### PROVIDED TEXT
|---|

There may be one or another of the usual BS rationalizations about "greening" architecture, or wokely canceling problematic things, but more often than not the insecure midwit class just does it without any narrative at all. Only in high-profile cases does a narrative need to be furbished by the media sector, e.g. taking down statues of Confederate figures. Otherwise, just bulldoze the sucker and get on with it.

This has never happened in our nation's history, and is a clear sign of imperial implosion after a few centuries of imperial expansion. Or more to the point in this case, collapsing asabiya after centuries of rising asabiya (the potential for collective action and cooperation at a large scale). "Capitalism" doesn't explain it, since we've been capitalist in various forms since our founding.

All of the buildings that got demolished during the New Deal were privately owned, and had been allowed by their owners to fall into disrepair and negligence. For example, a Victorian mansion used as a residence, or a picture palace from the Roaring Twenties.

This got bad enough, and our nation's elites still had enough public civic spirit, that they used the government to appropriate these neglected buildings and renovate them, remaining as faithful to the original as possible. That was the birth of the contemporary "historical preservation" movement -- right at the height / end of the New Deal in the 1960s and '70s.

|---|

### ITEMS
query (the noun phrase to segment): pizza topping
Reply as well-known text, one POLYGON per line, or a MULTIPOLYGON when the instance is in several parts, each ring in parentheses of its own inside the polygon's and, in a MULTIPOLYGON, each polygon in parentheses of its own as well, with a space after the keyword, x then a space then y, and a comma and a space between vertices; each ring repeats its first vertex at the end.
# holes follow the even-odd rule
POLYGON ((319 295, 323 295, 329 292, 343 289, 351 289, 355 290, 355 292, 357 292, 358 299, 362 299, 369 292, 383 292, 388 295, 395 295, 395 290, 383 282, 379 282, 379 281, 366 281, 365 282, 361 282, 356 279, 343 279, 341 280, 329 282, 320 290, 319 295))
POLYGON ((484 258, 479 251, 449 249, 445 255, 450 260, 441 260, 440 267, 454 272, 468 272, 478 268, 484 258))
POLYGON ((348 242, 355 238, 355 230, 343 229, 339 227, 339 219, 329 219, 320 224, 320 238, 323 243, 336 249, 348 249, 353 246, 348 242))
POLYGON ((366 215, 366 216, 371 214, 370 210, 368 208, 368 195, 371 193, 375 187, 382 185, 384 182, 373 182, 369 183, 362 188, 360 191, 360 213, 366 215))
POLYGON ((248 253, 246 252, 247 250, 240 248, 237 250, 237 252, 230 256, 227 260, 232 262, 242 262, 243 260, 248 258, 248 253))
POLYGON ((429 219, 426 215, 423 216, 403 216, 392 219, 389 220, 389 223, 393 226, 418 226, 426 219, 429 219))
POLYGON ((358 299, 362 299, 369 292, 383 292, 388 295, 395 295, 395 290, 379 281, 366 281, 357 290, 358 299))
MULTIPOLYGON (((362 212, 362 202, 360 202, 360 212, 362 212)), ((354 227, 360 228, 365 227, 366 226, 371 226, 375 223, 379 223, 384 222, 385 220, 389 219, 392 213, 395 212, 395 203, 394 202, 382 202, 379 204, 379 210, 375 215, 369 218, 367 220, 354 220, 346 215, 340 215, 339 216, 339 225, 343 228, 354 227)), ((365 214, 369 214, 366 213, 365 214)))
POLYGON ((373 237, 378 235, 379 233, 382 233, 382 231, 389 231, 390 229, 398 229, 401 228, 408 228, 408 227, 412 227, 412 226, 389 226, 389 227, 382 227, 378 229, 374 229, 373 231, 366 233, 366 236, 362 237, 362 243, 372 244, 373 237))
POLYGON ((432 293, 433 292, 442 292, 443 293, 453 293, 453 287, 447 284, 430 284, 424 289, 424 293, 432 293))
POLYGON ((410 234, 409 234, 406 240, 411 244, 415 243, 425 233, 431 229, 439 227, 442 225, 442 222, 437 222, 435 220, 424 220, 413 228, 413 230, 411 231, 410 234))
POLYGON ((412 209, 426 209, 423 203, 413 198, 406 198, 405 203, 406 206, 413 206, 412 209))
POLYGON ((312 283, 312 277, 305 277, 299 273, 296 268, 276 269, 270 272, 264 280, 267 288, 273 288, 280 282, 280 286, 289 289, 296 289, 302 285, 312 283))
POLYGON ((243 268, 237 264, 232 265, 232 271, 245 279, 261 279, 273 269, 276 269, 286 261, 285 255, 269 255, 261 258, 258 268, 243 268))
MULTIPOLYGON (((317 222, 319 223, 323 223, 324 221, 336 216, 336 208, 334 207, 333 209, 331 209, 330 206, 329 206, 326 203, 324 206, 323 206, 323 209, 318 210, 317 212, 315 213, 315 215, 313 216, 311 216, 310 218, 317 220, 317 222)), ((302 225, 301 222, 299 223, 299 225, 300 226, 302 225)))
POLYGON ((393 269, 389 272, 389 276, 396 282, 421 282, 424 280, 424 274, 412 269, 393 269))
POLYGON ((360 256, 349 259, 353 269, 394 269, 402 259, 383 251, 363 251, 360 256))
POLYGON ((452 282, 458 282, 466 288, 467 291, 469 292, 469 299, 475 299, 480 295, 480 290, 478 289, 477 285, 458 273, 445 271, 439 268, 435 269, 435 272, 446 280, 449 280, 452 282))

|---|

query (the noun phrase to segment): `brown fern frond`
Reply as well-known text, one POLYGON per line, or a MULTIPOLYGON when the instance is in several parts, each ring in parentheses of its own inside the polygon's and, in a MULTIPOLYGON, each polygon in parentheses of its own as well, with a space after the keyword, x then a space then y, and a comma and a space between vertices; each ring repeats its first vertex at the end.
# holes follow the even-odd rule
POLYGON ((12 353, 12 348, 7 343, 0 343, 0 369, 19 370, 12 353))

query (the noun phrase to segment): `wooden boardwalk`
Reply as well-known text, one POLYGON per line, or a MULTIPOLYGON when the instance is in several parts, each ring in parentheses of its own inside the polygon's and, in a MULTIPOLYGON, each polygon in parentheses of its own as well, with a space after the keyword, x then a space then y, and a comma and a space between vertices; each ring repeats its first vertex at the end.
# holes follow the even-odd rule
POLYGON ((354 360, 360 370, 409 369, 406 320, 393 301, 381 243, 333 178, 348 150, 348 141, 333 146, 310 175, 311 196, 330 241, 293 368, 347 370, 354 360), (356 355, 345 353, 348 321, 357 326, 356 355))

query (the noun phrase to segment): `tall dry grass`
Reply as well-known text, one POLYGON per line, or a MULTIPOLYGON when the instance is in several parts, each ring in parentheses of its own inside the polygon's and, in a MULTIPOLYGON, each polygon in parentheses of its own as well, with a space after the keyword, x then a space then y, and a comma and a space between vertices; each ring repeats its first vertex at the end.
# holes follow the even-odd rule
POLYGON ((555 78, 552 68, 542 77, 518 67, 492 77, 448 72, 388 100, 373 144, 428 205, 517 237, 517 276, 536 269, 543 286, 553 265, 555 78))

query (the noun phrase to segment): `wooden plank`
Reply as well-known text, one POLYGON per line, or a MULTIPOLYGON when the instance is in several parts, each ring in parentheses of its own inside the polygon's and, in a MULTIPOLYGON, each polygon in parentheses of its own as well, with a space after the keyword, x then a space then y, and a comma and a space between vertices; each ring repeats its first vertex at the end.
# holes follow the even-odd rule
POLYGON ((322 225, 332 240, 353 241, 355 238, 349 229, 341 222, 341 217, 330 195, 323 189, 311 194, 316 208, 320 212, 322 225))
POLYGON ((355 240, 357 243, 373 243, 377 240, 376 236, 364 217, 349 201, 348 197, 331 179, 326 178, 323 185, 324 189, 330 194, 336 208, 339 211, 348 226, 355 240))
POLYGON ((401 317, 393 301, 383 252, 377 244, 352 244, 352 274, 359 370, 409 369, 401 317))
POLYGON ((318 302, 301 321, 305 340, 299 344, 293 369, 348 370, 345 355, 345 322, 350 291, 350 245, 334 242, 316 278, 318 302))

|---|

### TASK REQUIREMENTS
1) In the passage on demolished buildings, what does asabiya mean?
2) From the passage on demolished buildings, set down the part that begins at the words "All of the buildings" and stops after "the Roaring Twenties.".

### PER-TASK ANSWERS
1) The potential for collective action and cooperation at a large scale.

2)
All of the buildings that got demolished during the New Deal were privately owned, and had been allowed by their owners to fall into disrepair and negligence. For example, a Victorian mansion used as a residence, or a picture palace from the Roaring Twenties.